Natural-language object grounding data:
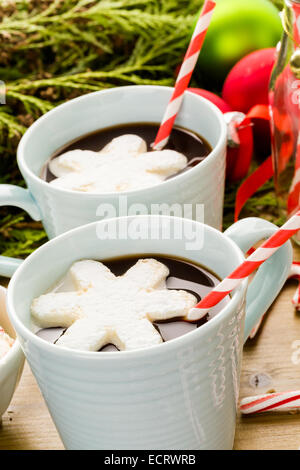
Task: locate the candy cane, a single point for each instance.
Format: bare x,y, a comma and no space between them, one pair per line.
259,256
282,401
184,75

WORK INSTRUCTION:
The reply must match the records exactly, apart from the pictures, which are left out.

REPLY:
Task: locate the candy cane, a single point for each instance.
Format: bare x,y, a comma and no space between them, one pair per line.
259,256
282,401
184,75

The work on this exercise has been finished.